## Data supplied
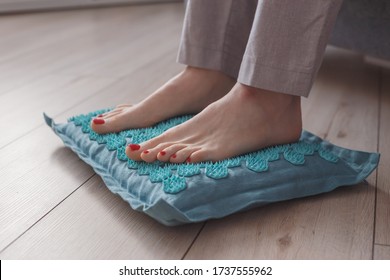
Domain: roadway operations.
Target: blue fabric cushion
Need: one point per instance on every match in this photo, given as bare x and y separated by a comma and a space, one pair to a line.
191, 192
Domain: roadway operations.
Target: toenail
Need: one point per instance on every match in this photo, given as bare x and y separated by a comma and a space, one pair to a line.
134, 147
98, 121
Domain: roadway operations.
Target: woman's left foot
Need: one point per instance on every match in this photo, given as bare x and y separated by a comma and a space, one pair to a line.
245, 120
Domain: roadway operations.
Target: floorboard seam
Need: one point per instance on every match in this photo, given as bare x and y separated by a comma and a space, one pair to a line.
193, 241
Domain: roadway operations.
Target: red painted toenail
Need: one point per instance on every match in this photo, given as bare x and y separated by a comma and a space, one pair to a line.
134, 147
98, 121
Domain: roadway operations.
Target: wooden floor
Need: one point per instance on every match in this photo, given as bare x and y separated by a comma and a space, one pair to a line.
53, 206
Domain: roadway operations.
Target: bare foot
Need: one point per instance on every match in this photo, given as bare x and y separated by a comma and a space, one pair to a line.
245, 120
188, 93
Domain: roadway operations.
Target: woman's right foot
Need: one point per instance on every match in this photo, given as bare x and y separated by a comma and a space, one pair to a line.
188, 93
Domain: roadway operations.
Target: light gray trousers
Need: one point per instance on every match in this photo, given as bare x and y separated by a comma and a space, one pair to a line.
276, 45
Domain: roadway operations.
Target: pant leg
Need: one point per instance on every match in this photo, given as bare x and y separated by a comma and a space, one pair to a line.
215, 34
287, 43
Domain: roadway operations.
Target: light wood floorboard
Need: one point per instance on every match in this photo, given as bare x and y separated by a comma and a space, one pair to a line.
381, 252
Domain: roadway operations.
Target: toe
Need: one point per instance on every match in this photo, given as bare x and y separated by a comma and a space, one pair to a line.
156, 153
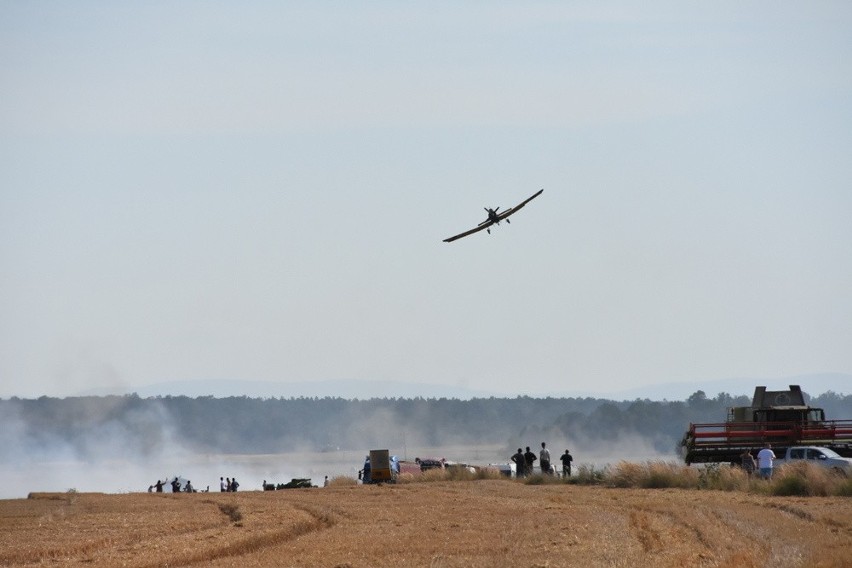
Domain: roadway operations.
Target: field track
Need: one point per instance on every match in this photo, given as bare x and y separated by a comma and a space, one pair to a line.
449, 523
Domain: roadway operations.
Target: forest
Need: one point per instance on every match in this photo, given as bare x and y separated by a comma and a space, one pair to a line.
99, 426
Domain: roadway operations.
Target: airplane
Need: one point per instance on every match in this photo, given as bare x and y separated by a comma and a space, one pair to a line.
494, 218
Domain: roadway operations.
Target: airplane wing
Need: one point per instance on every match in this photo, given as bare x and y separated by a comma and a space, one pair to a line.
481, 226
511, 210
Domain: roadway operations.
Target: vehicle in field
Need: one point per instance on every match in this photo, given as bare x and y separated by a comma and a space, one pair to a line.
822, 457
782, 418
379, 467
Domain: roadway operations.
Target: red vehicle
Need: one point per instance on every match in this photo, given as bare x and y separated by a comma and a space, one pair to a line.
779, 417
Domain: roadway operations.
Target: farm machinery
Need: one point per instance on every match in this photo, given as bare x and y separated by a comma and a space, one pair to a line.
782, 418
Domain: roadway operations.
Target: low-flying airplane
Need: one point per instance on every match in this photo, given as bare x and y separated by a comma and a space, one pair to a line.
494, 218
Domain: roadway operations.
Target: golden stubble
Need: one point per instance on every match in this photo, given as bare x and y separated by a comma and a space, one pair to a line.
474, 523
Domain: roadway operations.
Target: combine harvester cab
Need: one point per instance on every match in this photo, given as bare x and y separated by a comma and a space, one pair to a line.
781, 418
380, 467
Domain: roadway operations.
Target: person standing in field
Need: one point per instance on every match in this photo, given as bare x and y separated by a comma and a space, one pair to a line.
765, 461
529, 458
566, 459
544, 460
748, 463
520, 463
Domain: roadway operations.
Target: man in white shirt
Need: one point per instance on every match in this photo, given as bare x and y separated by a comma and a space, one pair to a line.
544, 460
765, 459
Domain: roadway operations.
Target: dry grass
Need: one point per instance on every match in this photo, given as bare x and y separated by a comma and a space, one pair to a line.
441, 523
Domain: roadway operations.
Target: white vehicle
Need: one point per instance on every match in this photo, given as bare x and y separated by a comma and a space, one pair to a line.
823, 457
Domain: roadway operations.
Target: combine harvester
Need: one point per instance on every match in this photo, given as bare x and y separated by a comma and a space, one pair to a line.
781, 418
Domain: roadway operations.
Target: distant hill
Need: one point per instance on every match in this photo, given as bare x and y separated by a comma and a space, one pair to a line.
814, 384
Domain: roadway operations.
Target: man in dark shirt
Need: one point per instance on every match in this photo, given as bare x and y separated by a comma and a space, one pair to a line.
566, 463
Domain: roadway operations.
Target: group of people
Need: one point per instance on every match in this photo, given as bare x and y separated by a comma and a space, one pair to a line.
525, 460
763, 464
176, 487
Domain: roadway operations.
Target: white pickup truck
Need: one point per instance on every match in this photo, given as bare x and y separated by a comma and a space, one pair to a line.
823, 457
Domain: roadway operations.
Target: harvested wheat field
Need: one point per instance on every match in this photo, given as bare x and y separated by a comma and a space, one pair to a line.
490, 522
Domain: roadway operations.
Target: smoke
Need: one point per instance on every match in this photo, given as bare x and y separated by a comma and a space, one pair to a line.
109, 455
117, 445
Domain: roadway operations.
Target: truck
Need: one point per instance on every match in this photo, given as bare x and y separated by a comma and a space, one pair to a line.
822, 457
782, 418
379, 467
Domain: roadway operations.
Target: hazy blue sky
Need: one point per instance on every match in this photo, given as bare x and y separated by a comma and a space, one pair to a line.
259, 191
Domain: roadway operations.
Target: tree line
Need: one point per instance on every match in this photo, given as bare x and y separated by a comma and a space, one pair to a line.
139, 426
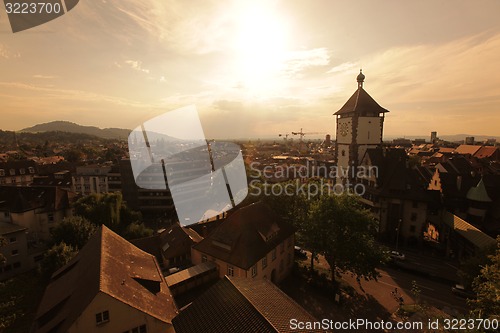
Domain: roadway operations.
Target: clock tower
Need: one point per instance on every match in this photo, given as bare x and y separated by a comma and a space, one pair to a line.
360, 124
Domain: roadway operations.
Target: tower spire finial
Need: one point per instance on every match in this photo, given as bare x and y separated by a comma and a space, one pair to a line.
360, 78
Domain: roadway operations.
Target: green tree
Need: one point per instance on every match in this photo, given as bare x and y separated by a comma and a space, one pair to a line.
3, 242
108, 209
137, 230
73, 155
342, 231
487, 287
100, 208
416, 291
56, 257
74, 231
471, 267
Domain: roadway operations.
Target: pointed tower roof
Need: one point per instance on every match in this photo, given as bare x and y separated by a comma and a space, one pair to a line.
361, 102
478, 193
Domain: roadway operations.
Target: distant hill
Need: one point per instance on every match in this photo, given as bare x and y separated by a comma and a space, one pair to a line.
67, 126
449, 137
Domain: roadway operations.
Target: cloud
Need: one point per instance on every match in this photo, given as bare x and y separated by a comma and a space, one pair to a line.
136, 65
47, 77
298, 61
342, 67
6, 53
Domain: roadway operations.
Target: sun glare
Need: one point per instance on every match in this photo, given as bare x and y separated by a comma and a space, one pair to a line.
261, 45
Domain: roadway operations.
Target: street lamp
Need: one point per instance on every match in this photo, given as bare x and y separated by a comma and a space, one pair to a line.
397, 233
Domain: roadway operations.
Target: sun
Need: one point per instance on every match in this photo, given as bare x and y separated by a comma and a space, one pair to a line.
261, 43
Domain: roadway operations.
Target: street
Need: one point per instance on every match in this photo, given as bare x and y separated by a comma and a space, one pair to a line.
434, 291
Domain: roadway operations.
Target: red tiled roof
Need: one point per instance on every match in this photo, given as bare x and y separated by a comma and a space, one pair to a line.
243, 306
467, 149
107, 264
486, 151
241, 239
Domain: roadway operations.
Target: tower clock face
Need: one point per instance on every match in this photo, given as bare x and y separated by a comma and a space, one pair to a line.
343, 129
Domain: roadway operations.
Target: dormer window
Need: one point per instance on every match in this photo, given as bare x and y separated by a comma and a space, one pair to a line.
102, 317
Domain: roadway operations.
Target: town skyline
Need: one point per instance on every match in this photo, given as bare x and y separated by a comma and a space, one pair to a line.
257, 69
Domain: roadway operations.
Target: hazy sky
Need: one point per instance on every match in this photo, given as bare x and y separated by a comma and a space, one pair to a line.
257, 68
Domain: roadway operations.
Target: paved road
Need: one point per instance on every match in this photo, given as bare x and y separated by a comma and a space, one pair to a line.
433, 293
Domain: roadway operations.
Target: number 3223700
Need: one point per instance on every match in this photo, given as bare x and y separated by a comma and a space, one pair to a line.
32, 8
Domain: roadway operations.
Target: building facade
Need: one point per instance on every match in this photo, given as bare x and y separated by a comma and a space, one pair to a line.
360, 124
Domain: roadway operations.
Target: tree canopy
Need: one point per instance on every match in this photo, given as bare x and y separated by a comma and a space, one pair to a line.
487, 287
110, 209
335, 226
56, 257
74, 231
343, 232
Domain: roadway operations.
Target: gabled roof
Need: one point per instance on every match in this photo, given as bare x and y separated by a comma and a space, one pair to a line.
170, 243
467, 149
478, 193
486, 151
246, 236
18, 199
176, 239
243, 306
472, 234
361, 103
111, 265
10, 228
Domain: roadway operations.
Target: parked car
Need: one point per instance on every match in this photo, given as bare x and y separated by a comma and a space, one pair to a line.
395, 255
300, 253
460, 291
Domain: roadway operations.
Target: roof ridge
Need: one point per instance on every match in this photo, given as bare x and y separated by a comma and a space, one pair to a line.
252, 304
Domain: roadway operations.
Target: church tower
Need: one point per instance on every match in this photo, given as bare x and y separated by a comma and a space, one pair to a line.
360, 124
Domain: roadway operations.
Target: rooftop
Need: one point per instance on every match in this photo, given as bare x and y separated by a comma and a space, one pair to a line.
241, 305
111, 265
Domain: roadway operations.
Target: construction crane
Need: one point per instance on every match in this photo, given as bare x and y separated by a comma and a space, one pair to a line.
301, 133
285, 135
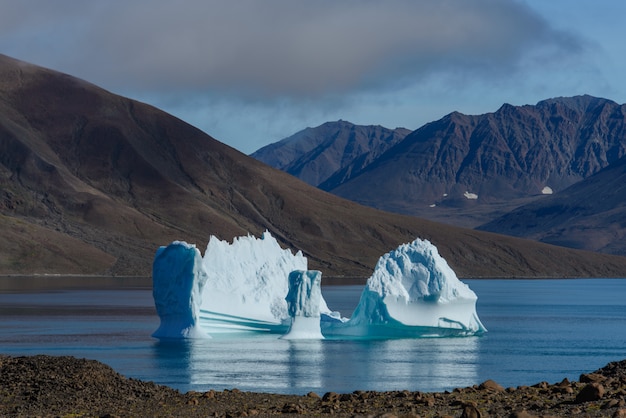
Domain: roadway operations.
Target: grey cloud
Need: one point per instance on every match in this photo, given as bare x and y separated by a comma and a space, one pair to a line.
279, 48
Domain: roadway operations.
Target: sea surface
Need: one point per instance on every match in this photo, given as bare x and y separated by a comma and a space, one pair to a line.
538, 330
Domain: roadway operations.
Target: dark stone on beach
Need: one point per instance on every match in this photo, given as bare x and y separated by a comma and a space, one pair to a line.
470, 410
591, 392
591, 378
522, 414
330, 397
491, 385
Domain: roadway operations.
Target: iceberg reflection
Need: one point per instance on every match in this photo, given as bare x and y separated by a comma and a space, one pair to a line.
265, 364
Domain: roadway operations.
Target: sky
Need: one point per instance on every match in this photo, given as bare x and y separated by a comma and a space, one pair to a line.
252, 72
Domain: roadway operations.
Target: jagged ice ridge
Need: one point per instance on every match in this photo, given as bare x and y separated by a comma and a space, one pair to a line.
253, 285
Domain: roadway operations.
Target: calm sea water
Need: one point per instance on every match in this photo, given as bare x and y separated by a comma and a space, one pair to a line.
539, 330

## Exercise instructions
Count the lines in the records that contain the string "harvester" and give only that number.

## Output for this task
2